§ **Work instruction 1**: In the Inquiry transcript, rewrite the paragraph beginning "As I've said, this is one of the asterisked provisions" as a short bulleted list that keeps its main facts.
§ **Work instruction 2**: Carry the Inquiry transcript forward from its last line with the next part of the proceedings.

Even this superficial analysis I have attempted
demonstrates that the issues are subtle and complex
ones. In terms of substance, the public interest
exception probably needs to say more than it currently
does.
In his witness statement to the Inquiry, Mr Alan
Rusbridger, the editor of the Guardian, refers to the
five Omand principles which have been incorporated into
the Guardian's own editorial code. We will be hearing
about these in due course.
Perhaps the key principle is this: that the methods
used must be in proportion to the seriousness of the
story and the public interest, using the minimum
possible intrusion. Here one is back to the
distinction -- which some would say is an entirely
judgmental one -- between investigative journalism on
the one hand and the quest for gossip and entertainment
on the other.
The final massive question relates to process.
Editors make these decisions and they are unaccountable,
save to their proprietors and to their readers. If they
fail, they will be sacked, but failure means not selling
enough newspapers. It does not mean consistently making
the wrong judgment calls in this context.
LORD JUSTICE LEVESON
Or does not necessarily mean.
MR JAY
Yes, because some proprietors would say that it
does include that.
Their readers may vote with their feet, as they
might well have done in the face of the Milly Dowler
revelations, had it come to it, but extreme facts would
surely be required. Editors are rarely slow to judge
the private lives of others, but those whose privacy is
claimed to have been invaded will want to know who is
judging, controlling or peer-reviewing the editors. On
rare occasions, the civil courts have been asked to do
this but the drawbacks here have already been discussed.
Beyond this, the custodians of the press are the PCC
but the question has been raised as to whether they have
consistently done enough to constitute a break on
editorial power.
LORD JUSTICE LEVESON
The other question is whether they
are truly custodians.
MR JAY
Yes.
LORD JUSTICE LEVESON
Are they --
MR JAY
Are they regulators properly so-called, a matter
which I'm about to turn to.
LORD JUSTICE LEVESON
Yes.
MR JAY
My final point on the Editors' Code relates to
article 10 of the code. By this provision, the press
must not obtain or publish material --
LORD JUSTICE LEVESON
Let's see if we can get that up.
MR JAY
Okay. It's in the middle somewhere. It's the
third column. Yes, thank you.
LORD JUSTICE LEVESON
Thank you.
MR JAY
It's one of the asterisked provisions.
By this provision, the press must not obtain or
publish material acquired by the use of hidden cameras,
et cetera, interception of telephones or voicemails,
unauthorised removal of documents or by accessing
digitally held information without consent.
As I've said, this is one of the asterisked
provisions and is therefore subject to the public
interest exception. The difficulty here is that many of
the activities referred to are illegal under the
criminal law: the RIPA for telephonic interception, the
Theft Act for removal of documents without consent and
the Computer Misuse Act for the unauthorised access to
digitally held information.
The Editors' Code does not make this clear, and in
treating hidden cameras in the same way as telephone
interceptions it is in danger of misleading its target
audience. Illegal conduct should be described as such,
so as to avoid any confusion.
I could have touched on other provisions of code,
but in the time available I've been selective. My
critique has been largely textual and I hope a neutral
one. I confine myself to unremarkable matters.
If the Inquiry wished to read a less neutral but,
some might say, more trenchant approach, there's always
chapter 14 of "Media Law", written by Geoffrey Robertson
QC and Andrew Nicol QC as he then was. This book
chapter, which has been copied and exhibited to witness
statement of Mark Thompson, from whom we will hear next
week, also contains a powerful attack on the PCC.

§ **Source information**:
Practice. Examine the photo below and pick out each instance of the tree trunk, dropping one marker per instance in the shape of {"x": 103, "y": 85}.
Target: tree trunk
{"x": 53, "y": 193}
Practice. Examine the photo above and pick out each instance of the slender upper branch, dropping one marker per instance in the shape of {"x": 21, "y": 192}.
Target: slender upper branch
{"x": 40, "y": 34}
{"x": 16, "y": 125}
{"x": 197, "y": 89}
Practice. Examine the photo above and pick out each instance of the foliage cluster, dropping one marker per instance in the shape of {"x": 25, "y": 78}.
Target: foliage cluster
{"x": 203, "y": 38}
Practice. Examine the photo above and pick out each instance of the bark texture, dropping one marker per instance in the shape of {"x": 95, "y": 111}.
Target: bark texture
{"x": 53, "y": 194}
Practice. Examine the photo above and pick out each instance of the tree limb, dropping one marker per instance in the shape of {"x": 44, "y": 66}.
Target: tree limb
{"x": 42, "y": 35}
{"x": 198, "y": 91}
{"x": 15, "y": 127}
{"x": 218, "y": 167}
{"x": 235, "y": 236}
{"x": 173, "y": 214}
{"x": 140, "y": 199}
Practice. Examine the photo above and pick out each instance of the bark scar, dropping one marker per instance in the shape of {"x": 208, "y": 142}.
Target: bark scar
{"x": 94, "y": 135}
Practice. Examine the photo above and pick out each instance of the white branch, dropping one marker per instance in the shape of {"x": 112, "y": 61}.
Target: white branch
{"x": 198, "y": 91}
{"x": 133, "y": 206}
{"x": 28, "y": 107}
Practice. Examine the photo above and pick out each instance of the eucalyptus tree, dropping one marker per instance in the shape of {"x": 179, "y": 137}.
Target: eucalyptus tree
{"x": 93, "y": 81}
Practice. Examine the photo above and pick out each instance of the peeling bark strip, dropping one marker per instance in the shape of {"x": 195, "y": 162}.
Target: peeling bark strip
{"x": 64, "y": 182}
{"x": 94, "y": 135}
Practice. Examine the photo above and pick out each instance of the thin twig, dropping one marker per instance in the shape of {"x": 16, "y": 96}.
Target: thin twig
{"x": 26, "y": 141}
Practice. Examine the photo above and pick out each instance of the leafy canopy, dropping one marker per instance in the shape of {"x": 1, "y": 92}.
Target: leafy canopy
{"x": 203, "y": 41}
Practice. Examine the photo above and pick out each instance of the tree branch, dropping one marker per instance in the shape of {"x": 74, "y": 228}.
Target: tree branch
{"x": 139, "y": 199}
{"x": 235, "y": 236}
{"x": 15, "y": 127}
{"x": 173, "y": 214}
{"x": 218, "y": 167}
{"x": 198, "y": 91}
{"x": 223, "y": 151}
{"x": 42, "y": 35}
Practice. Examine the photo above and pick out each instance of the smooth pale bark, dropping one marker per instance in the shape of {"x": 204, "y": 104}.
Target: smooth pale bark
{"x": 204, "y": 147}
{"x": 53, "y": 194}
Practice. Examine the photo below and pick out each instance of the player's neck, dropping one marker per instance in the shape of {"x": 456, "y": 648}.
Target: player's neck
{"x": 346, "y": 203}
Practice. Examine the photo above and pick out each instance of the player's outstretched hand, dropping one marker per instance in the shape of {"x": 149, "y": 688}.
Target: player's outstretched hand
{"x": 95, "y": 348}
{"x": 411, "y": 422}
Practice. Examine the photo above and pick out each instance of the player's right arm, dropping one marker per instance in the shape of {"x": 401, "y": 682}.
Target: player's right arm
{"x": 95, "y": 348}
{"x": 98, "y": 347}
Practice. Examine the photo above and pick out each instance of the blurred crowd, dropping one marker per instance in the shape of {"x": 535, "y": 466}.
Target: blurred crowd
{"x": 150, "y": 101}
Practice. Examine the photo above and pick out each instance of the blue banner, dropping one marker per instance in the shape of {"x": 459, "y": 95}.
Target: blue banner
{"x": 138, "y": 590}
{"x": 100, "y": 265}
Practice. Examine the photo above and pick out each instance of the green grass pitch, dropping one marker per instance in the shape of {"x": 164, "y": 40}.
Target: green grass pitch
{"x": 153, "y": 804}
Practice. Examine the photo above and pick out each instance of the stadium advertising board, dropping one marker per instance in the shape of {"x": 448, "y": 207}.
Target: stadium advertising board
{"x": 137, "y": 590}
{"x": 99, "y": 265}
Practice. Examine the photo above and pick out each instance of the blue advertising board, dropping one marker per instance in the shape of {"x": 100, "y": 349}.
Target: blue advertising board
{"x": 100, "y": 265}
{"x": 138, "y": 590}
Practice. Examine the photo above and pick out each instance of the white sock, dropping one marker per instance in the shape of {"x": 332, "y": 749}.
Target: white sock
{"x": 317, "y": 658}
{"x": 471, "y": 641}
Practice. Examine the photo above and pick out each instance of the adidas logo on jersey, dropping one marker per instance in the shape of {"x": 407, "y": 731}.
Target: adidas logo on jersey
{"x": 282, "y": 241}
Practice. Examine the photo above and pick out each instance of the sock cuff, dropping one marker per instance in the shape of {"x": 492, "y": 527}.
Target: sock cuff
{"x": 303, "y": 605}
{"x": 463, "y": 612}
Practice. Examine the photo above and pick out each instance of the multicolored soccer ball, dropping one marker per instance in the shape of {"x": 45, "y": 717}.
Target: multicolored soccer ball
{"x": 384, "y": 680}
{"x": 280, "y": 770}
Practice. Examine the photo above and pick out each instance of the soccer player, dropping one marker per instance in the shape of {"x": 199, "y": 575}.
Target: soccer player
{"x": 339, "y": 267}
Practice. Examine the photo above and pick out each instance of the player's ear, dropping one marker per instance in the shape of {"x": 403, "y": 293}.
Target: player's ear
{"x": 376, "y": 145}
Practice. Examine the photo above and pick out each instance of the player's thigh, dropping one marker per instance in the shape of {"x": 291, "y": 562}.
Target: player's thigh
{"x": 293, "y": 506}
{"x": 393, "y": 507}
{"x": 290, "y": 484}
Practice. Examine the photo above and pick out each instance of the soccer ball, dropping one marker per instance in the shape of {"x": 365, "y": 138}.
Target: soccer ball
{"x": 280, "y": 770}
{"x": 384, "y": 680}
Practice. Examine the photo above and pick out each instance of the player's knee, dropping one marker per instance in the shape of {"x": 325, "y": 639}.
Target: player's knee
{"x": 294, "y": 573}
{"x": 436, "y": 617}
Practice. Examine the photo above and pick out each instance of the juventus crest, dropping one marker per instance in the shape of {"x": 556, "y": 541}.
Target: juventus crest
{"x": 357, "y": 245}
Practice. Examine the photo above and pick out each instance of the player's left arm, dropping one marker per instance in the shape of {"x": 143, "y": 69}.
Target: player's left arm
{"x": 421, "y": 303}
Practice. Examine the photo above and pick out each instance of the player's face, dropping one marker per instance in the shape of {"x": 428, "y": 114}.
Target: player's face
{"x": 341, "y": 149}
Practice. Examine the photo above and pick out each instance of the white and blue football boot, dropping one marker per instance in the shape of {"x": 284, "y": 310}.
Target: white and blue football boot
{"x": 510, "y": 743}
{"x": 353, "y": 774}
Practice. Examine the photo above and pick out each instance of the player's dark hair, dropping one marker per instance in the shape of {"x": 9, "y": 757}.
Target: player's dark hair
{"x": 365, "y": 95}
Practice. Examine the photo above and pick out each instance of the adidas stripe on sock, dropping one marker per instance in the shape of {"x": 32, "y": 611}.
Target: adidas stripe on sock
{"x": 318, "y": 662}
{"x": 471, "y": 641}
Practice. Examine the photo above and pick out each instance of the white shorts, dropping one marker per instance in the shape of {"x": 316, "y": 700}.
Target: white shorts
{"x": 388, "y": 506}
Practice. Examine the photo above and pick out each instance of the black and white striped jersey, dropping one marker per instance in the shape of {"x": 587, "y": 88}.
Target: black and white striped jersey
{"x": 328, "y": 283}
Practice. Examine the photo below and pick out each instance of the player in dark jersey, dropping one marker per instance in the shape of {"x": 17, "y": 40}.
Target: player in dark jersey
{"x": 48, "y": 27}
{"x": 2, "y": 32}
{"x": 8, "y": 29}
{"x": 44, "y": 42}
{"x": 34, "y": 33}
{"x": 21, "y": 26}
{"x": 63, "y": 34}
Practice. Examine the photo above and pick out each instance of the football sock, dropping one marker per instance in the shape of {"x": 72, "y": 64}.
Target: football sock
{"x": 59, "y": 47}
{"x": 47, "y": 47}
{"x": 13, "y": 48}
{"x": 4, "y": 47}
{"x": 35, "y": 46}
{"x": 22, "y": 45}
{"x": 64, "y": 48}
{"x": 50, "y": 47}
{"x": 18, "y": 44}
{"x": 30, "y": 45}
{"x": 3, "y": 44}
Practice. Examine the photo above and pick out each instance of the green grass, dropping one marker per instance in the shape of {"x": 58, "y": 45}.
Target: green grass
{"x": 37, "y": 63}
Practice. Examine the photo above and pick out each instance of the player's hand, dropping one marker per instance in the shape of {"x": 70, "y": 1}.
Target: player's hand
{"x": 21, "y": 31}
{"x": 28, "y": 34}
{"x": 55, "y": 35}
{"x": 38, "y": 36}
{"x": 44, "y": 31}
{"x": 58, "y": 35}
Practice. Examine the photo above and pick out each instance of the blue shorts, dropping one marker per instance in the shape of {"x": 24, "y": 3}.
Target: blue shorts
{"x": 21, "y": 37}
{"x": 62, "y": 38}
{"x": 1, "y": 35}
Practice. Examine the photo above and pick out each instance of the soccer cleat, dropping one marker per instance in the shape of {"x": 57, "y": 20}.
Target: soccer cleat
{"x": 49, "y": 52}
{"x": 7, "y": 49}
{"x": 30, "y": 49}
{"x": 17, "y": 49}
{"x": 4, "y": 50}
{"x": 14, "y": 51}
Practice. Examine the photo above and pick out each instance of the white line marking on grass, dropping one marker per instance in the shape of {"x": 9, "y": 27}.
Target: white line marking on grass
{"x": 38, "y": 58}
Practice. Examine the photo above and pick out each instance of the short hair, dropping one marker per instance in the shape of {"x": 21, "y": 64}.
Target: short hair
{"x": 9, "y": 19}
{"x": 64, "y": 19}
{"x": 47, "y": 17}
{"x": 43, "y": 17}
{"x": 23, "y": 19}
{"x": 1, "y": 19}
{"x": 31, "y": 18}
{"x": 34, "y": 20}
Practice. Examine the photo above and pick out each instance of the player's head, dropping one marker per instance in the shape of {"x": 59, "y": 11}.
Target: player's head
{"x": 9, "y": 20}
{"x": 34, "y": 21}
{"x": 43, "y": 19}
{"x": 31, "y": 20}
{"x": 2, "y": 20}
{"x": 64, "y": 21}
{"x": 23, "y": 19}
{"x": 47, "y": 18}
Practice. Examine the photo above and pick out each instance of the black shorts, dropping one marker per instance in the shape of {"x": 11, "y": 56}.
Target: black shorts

§ **Task result 1**:
- Article 10 is an asterisked provision, so the public interest exception applies to it.
- The problem is that many of the activities it covers are crimes:
  - telephone interception, under RIPA
  - removing documents without consent, under the Theft Act
  - unauthorized access to digitally held information, under the Computer Misuse Act

§ **Task result 2**:
Overall, the Editors' Code, as a document enshrining
good practice, may not require wholesale revision. I've
indicated the respects in which it might be improved or
clarified and there may be others.
That said, what a brief analysis of the Editors'
Code achieves is to focus the Inquiry on some of the key
issues with which it will have to grapple. I have
covered the issue of approach to and application of the
public interest test. I've also mentioned the issue of
process, of what happens in editor's make arguably wrong
decisions and of how the record might be set straight.
The entity responsible for enforcing the code is the
Press Complaints Commission, which was set up in the
wake of the Calcutt reforms in the early 1990s. Then,
apparently, the press was in last chance saloon, and
many of the issues which will trouble this Inquiry were,
as it happens, also addressed by Sir David Calcutt.
Your terms of reference require the Inquiry to consider
the extent to which there was a failure to act to
previous warnings about media misconduct and the
response to Calcutt is one of the main issues here.
It will probably be more valuable, however, if
I were to concentrate on the PCC as presently
constituted, and consider whether it ticks all the
relevant boxes. The truth is that both the public and
politicians appear to have lost faith in it. The
reasons for this are likely to be multifactorial, but
one important consideration is likely to be the PCC
report in 2009, effectively siding with
News International over its interpretation of the phone
hacking scandal and criticising the Guardian for
overdramatising the issue. The PCC has since withdrawn
that report, but the damage has been done.
A broad consensus emerged during the seminars as to
the strengths and weaknesses of the PCC. It offers
a relatively quick complaints and mediation service at
no cost to the complainer. At its best, it sends out
desist notices to newspapers, warning them off potential
breaches of privacy. It offers useful advice to editors
and journalists working in the coalface and in many
cases it efficiently brokers compromises which may well
be satisfactory to the complainant. This work is
largely done behind the scenes and the public cannot
therefore assess its value. The public hears far more
from dissatisfied customers than satisfied ones, but
this is the nature of the beast.
However, the limited resources of the PCC means that
its role is largely reactive, not proactive, and that
its ability to investigate and probe is circumscribed.
It mainly operates by seeking to find middle ground
because it constantly needs to retain the support of the
press for what it does.
The PCC cannot require a newspaper to print
a correction or apology on the same page as the original
offending article. It can advise and recommend, but
there's no sanction for disobeying its rulings. Nor has
the PCC the power to fine newspapers or order them to
pay compensation. All of this gives the expression that
the PCC is operating largely without teeth and that in
the occasionally ruthless world in which it's forced to
operate, something altogether sharper is required.
Another obvious weakness in the PCC is that
newspaper groups cannot be compelled to sign up to its
scope and in January this year, Northern & Shell
withdrew its subscription to Presboff, and thereby from
the formal jurisdiction of the PCC, with immediate
effect.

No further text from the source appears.